- RECORD EXCERPTS
____

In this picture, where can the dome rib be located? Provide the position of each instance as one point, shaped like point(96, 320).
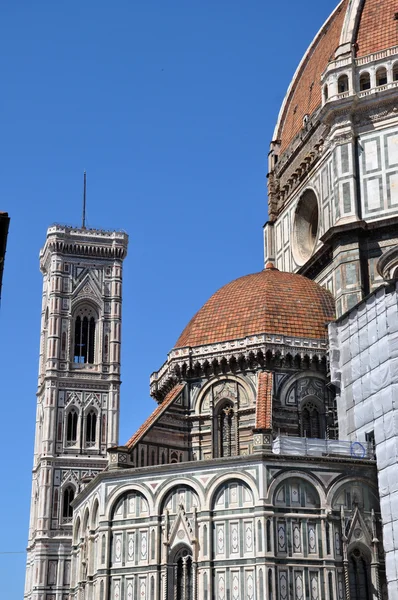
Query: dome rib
point(271, 301)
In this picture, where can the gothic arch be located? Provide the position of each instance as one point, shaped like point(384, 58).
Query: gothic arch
point(312, 417)
point(117, 494)
point(86, 519)
point(68, 494)
point(296, 500)
point(95, 514)
point(166, 487)
point(85, 332)
point(76, 531)
point(229, 478)
point(359, 572)
point(181, 573)
point(72, 425)
point(288, 384)
point(313, 480)
point(336, 488)
point(91, 422)
point(247, 385)
point(175, 485)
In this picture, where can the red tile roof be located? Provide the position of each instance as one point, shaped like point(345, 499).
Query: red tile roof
point(271, 302)
point(378, 28)
point(305, 94)
point(151, 420)
point(264, 400)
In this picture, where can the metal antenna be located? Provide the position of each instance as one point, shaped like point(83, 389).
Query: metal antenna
point(84, 201)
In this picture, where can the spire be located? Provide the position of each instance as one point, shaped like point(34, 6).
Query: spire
point(84, 201)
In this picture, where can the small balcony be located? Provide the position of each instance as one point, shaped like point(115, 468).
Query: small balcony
point(296, 446)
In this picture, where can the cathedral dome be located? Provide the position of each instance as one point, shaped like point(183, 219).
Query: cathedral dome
point(367, 26)
point(271, 302)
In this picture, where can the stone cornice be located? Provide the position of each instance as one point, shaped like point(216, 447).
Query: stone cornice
point(241, 353)
point(240, 462)
point(90, 243)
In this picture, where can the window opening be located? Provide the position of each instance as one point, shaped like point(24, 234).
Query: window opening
point(67, 510)
point(71, 428)
point(310, 421)
point(359, 576)
point(381, 76)
point(84, 339)
point(182, 579)
point(227, 430)
point(91, 428)
point(364, 82)
point(342, 84)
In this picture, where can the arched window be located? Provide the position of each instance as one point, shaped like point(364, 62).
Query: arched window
point(63, 343)
point(311, 423)
point(227, 430)
point(67, 510)
point(91, 428)
point(342, 84)
point(71, 427)
point(181, 579)
point(364, 81)
point(358, 571)
point(84, 340)
point(381, 76)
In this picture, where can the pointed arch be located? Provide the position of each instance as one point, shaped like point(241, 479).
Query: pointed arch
point(95, 514)
point(91, 427)
point(85, 322)
point(71, 425)
point(68, 496)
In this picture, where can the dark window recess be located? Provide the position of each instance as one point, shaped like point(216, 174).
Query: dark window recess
point(227, 431)
point(67, 510)
point(84, 340)
point(71, 426)
point(310, 421)
point(91, 427)
point(359, 569)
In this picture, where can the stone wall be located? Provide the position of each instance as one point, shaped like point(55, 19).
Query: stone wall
point(364, 367)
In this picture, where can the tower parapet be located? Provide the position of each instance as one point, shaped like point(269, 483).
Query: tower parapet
point(78, 390)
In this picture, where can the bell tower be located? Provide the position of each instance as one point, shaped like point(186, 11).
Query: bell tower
point(78, 393)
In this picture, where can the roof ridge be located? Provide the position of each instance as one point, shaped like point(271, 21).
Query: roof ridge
point(154, 416)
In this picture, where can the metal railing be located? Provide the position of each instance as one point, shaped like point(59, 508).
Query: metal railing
point(297, 446)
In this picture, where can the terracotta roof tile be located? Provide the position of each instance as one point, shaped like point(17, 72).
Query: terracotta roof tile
point(271, 301)
point(378, 28)
point(264, 400)
point(305, 95)
point(151, 420)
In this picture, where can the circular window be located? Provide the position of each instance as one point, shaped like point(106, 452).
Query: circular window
point(306, 221)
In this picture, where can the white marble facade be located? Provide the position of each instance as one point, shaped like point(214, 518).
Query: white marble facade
point(78, 391)
point(364, 360)
point(250, 528)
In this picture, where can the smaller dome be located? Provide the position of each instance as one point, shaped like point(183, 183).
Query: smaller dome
point(271, 301)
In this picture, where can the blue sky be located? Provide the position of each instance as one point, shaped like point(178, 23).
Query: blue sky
point(169, 106)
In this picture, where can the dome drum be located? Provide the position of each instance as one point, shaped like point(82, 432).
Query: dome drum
point(259, 320)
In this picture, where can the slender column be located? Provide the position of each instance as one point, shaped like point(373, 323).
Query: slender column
point(175, 582)
point(194, 580)
point(184, 579)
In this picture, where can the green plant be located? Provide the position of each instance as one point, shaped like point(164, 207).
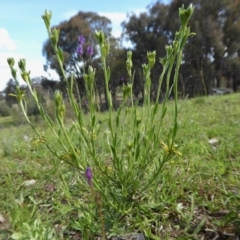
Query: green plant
point(129, 157)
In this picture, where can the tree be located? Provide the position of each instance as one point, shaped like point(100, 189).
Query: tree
point(209, 58)
point(85, 24)
point(10, 89)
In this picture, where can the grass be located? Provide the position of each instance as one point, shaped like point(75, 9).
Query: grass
point(198, 197)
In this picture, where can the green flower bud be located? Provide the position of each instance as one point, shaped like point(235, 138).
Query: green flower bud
point(55, 36)
point(11, 62)
point(151, 58)
point(47, 19)
point(26, 76)
point(22, 65)
point(185, 14)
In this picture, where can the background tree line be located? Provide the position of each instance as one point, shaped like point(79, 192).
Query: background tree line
point(211, 58)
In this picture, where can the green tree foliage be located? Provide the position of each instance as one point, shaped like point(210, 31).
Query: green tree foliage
point(84, 23)
point(211, 58)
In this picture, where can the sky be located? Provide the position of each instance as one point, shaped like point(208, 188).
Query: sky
point(22, 31)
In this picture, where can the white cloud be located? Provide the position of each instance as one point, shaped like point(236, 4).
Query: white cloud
point(5, 40)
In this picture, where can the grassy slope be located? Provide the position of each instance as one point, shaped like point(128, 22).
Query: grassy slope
point(200, 190)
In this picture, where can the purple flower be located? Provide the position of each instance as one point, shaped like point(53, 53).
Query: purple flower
point(81, 40)
point(79, 49)
point(89, 175)
point(90, 50)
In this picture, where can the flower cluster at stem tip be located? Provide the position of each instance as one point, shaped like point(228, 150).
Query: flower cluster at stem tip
point(81, 41)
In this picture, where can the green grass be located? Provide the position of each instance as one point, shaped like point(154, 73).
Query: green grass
point(198, 197)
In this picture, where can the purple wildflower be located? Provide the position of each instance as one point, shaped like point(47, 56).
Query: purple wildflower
point(90, 50)
point(79, 49)
point(81, 40)
point(89, 175)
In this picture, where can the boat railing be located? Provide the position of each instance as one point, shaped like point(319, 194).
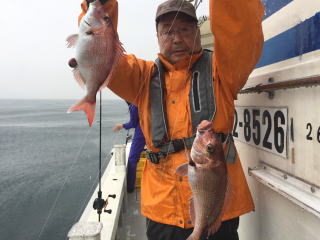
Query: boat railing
point(112, 184)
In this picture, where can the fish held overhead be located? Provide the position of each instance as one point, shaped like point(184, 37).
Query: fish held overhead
point(207, 173)
point(97, 52)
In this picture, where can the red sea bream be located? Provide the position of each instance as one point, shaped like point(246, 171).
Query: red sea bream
point(97, 51)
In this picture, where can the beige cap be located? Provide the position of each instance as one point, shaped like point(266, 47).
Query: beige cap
point(176, 6)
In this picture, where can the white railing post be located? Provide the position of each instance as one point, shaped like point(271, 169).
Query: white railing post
point(120, 157)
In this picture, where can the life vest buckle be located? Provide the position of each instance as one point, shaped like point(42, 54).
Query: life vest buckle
point(178, 144)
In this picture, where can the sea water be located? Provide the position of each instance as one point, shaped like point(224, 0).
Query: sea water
point(49, 164)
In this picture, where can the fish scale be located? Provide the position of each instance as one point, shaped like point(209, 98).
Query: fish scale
point(98, 50)
point(208, 180)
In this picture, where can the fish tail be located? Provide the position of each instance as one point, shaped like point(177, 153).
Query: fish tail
point(87, 106)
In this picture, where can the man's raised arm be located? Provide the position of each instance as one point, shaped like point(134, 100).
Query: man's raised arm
point(236, 26)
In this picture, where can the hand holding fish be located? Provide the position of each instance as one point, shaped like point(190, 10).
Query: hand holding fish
point(208, 179)
point(97, 52)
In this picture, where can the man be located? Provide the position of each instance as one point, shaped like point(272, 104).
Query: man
point(182, 87)
point(137, 145)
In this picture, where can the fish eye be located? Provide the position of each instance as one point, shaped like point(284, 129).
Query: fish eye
point(89, 32)
point(106, 18)
point(210, 148)
point(201, 131)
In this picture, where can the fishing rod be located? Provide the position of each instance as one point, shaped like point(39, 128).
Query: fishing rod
point(99, 203)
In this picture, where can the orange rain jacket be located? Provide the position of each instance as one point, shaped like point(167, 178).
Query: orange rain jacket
point(236, 26)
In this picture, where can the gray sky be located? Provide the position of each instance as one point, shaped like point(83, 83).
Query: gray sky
point(34, 56)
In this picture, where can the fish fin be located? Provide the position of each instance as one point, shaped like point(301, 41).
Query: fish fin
point(86, 106)
point(229, 197)
point(227, 200)
point(72, 40)
point(119, 52)
point(182, 170)
point(78, 77)
point(192, 211)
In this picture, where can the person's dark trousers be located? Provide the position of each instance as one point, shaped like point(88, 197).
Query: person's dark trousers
point(137, 147)
point(159, 231)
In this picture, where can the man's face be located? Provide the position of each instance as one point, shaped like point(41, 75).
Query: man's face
point(178, 37)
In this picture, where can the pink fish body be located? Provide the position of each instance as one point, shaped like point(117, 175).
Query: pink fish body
point(97, 51)
point(207, 175)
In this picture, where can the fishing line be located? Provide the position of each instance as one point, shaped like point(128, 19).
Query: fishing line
point(98, 176)
point(64, 182)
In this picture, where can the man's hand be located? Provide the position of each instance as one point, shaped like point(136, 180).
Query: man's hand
point(102, 2)
point(117, 127)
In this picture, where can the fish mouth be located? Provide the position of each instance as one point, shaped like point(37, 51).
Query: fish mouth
point(210, 148)
point(87, 23)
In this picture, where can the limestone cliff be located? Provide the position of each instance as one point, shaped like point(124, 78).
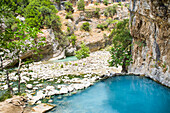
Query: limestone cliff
point(150, 28)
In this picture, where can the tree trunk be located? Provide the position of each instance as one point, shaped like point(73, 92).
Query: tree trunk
point(19, 76)
point(124, 67)
point(59, 5)
point(1, 63)
point(8, 81)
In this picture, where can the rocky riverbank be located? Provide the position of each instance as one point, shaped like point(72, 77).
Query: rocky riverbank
point(43, 79)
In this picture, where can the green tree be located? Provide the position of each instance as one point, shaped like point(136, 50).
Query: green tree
point(41, 13)
point(105, 2)
point(110, 11)
point(86, 26)
point(69, 7)
point(121, 50)
point(59, 3)
point(73, 39)
point(83, 52)
point(81, 5)
point(24, 39)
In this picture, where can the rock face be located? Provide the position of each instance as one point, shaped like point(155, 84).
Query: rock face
point(150, 28)
point(15, 104)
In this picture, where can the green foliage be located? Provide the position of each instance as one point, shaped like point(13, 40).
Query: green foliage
point(105, 2)
point(96, 3)
point(62, 66)
point(127, 5)
point(69, 16)
point(86, 26)
point(102, 26)
point(5, 96)
point(73, 39)
point(110, 11)
point(76, 64)
point(39, 13)
point(97, 12)
point(69, 7)
point(121, 51)
point(83, 52)
point(111, 21)
point(120, 3)
point(68, 29)
point(18, 42)
point(81, 5)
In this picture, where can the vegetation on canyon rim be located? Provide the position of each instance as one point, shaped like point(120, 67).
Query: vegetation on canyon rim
point(20, 36)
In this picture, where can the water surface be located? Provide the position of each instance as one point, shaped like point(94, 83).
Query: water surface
point(121, 94)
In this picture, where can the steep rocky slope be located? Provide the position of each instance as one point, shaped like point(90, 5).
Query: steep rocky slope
point(150, 28)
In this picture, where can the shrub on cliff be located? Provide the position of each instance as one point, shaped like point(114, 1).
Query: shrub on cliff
point(102, 26)
point(105, 2)
point(73, 39)
point(40, 13)
point(85, 26)
point(69, 16)
point(69, 7)
point(97, 13)
point(121, 50)
point(110, 11)
point(81, 5)
point(83, 52)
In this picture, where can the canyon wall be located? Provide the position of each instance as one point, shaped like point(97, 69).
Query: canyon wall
point(150, 29)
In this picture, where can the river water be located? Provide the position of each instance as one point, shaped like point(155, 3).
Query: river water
point(120, 94)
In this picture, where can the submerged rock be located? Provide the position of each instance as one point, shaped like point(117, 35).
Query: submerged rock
point(42, 108)
point(29, 86)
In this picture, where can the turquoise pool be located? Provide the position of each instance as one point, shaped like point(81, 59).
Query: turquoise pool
point(120, 94)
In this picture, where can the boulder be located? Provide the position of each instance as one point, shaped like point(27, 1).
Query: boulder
point(29, 86)
point(70, 51)
point(42, 108)
point(63, 90)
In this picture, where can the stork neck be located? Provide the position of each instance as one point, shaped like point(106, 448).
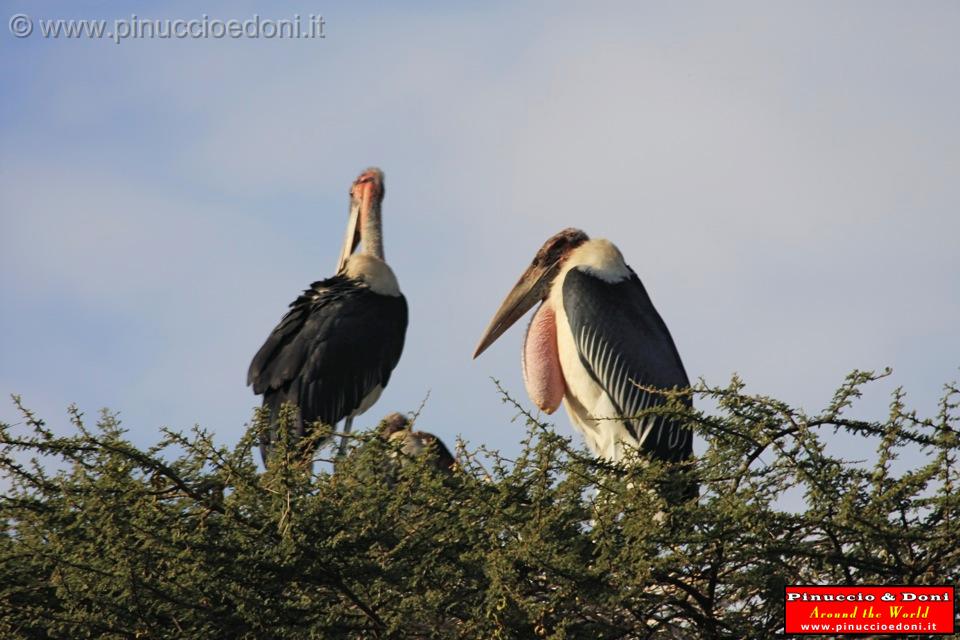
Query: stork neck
point(372, 237)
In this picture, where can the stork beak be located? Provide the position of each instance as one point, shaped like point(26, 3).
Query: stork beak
point(352, 238)
point(533, 286)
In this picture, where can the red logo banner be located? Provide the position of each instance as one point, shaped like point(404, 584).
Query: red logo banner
point(892, 609)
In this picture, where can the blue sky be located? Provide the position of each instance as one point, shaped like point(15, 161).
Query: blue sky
point(784, 177)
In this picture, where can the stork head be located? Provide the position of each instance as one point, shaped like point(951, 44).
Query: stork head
point(366, 195)
point(392, 424)
point(534, 284)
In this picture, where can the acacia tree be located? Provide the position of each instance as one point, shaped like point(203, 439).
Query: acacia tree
point(187, 539)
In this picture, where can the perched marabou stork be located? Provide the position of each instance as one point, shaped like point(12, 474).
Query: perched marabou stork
point(595, 334)
point(332, 353)
point(395, 428)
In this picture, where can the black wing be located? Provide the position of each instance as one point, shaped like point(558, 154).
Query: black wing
point(621, 339)
point(336, 344)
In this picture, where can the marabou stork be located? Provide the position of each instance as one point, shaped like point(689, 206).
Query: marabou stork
point(332, 353)
point(595, 334)
point(395, 428)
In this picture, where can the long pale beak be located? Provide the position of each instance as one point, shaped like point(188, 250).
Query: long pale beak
point(352, 237)
point(532, 287)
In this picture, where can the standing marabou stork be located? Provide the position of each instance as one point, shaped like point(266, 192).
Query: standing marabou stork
point(595, 334)
point(332, 353)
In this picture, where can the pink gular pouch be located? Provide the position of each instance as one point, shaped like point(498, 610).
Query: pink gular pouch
point(542, 374)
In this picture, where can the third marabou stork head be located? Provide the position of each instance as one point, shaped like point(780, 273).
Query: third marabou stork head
point(595, 334)
point(332, 353)
point(395, 428)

____

- REQUIRED ACTION
Leaving out every picture, repeat exactly the lines of the records from the start through the line that has "In this picture, where can the window".

- TASK RESULT
In this picture, where can the dome rib be located? Provide the position of each instance as one point, shaped like point(96, 320).
Query: dome rib
point(271, 301)
In this picture, where can the gothic arch be located? Provide the position of each instance as one point, shaped like point(384, 58).
Query: gothic arch
point(312, 417)
point(117, 494)
point(86, 519)
point(68, 494)
point(296, 500)
point(95, 514)
point(166, 487)
point(85, 332)
point(76, 531)
point(229, 478)
point(359, 572)
point(181, 573)
point(72, 425)
point(288, 384)
point(313, 480)
point(336, 488)
point(91, 422)
point(247, 385)
point(175, 485)
In this picture, where can the red tile roof be located? Provide the position of each instance as one point, shaped like point(345, 499).
Query: red tile roof
point(271, 302)
point(378, 28)
point(305, 94)
point(151, 420)
point(264, 400)
In this picture, where can the metal antenna be located? Provide the position of each instance as one point, shaped like point(83, 389).
Query: metal antenna
point(84, 201)
In this picture, where can the spire be located? Provide the position of each instance as one point, shaped like point(34, 6).
Query: spire
point(84, 201)
In this picture, where can the small balcony be located? Provide the position of each instance as one point, shaped like point(115, 468).
Query: small balcony
point(296, 446)
In this picture, where can the cathedral dome be located? Provide the position of each instance as one point, shaped like point(183, 219).
Query: cathedral dome
point(367, 26)
point(271, 302)
In this picture, where can the stone cornice be located? Provide the position of each instance as one point, shaped like point(216, 447).
Query: stone cornice
point(241, 353)
point(240, 462)
point(90, 243)
In this picture, where can the window opening be located? Provide the position of each instance as one point, shaped like point(24, 234).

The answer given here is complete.